*** Input data ***

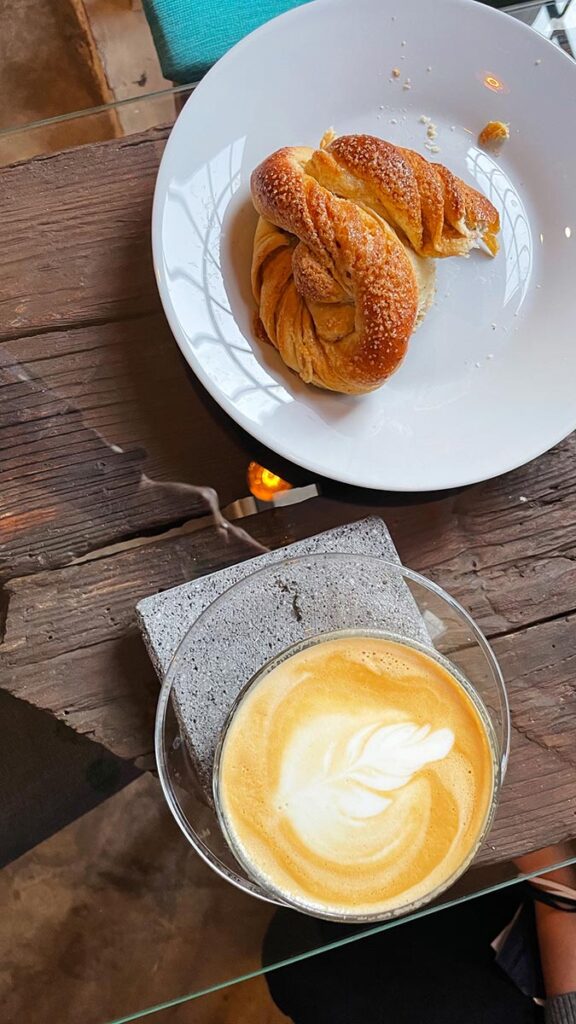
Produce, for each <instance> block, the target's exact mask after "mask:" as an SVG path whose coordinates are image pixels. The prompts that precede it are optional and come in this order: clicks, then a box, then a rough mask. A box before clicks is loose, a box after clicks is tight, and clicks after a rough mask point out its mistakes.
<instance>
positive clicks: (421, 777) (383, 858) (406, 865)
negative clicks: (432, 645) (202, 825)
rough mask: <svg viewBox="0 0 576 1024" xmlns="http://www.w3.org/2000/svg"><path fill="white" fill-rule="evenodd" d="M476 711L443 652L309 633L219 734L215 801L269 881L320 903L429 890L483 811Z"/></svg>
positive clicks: (457, 855) (370, 906)
mask: <svg viewBox="0 0 576 1024" xmlns="http://www.w3.org/2000/svg"><path fill="white" fill-rule="evenodd" d="M493 774H494V772H493V756H492V750H491V745H490V741H489V737H488V733H487V729H486V726H485V724H484V722H483V720H482V717H481V715H480V713H479V711H478V709H477V707H476V706H475V703H474V701H472V700H471V698H470V697H469V696H468V694H467V692H466V690H465V689H464V688H463V686H462V685H461V684H460V683H459V682H457V680H456V679H455V678H454V677H453V676H452V675H451V673H450V672H448V671H447V669H445V668H444V667H443V666H442V665H440V663H439V662H437V660H436V659H435V658H433V657H430V656H429V655H427V654H424V653H422V652H421V651H420V650H417V649H415V648H413V647H410V646H408V645H405V644H402V643H399V642H396V641H392V640H388V639H384V638H380V637H376V638H374V637H358V636H354V637H352V636H351V637H341V638H338V639H333V640H328V641H325V642H320V643H317V644H316V645H314V646H312V647H308V648H307V649H305V650H303V651H300V652H299V653H297V654H295V655H293V656H291V657H289V658H287V659H286V660H285V662H283V663H282V664H281V665H279V666H277V667H276V668H275V669H273V670H272V671H271V672H270V673H269V674H268V675H266V676H264V677H263V678H262V679H261V680H260V681H259V682H258V683H256V684H255V686H253V687H252V689H251V690H249V691H248V693H247V695H246V696H245V697H244V699H243V701H242V702H241V703H240V706H239V708H238V710H237V712H236V715H235V717H234V719H233V721H232V723H231V725H230V727H229V730H228V733H227V737H225V739H224V743H223V748H222V753H221V758H220V769H219V804H220V810H221V813H222V816H223V819H224V822H225V825H227V829H228V831H229V835H230V837H231V840H232V843H233V846H234V847H235V849H236V850H237V852H238V854H239V855H240V857H241V859H242V860H243V861H244V863H245V864H246V865H247V866H249V867H250V868H251V870H252V872H253V873H255V874H257V876H258V877H259V878H260V879H261V880H262V882H263V884H264V885H265V884H268V885H271V886H272V887H273V888H274V889H275V890H277V891H279V892H280V893H283V894H285V895H286V896H288V897H289V898H292V899H295V900H296V901H299V902H303V903H305V904H307V905H308V906H310V907H311V908H312V909H315V908H316V909H318V910H319V911H321V912H322V911H325V912H328V913H332V912H333V913H344V914H345V913H354V914H363V913H375V912H378V911H385V910H388V909H394V908H397V907H401V906H404V905H406V904H408V903H411V902H413V901H416V900H419V899H422V898H424V897H425V896H426V895H427V894H429V893H430V892H431V891H434V890H435V889H437V888H438V887H439V886H441V885H442V884H443V883H444V882H446V881H447V880H448V879H449V878H450V877H451V876H452V874H453V873H454V872H455V871H456V870H457V869H458V868H459V867H460V865H461V864H462V863H464V862H465V861H466V859H467V857H468V855H469V853H470V851H471V850H472V849H474V848H475V846H476V844H477V842H478V839H479V836H480V835H481V833H482V830H483V827H484V825H485V822H486V818H487V815H488V812H489V809H490V805H491V799H492V793H493V784H494V778H493Z"/></svg>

*** End of Input data ***

Assigned task: Reprint exactly the lines above that start at the one with "negative clicks: (432, 645) (202, 825)" and end at the one with "rough mask: <svg", keeping both and adding none.

Your solution:
negative clicks: (432, 645) (202, 825)
rough mask: <svg viewBox="0 0 576 1024" xmlns="http://www.w3.org/2000/svg"><path fill="white" fill-rule="evenodd" d="M476 711L443 652L309 633L219 734L215 801L269 881L320 903L429 890L483 811Z"/></svg>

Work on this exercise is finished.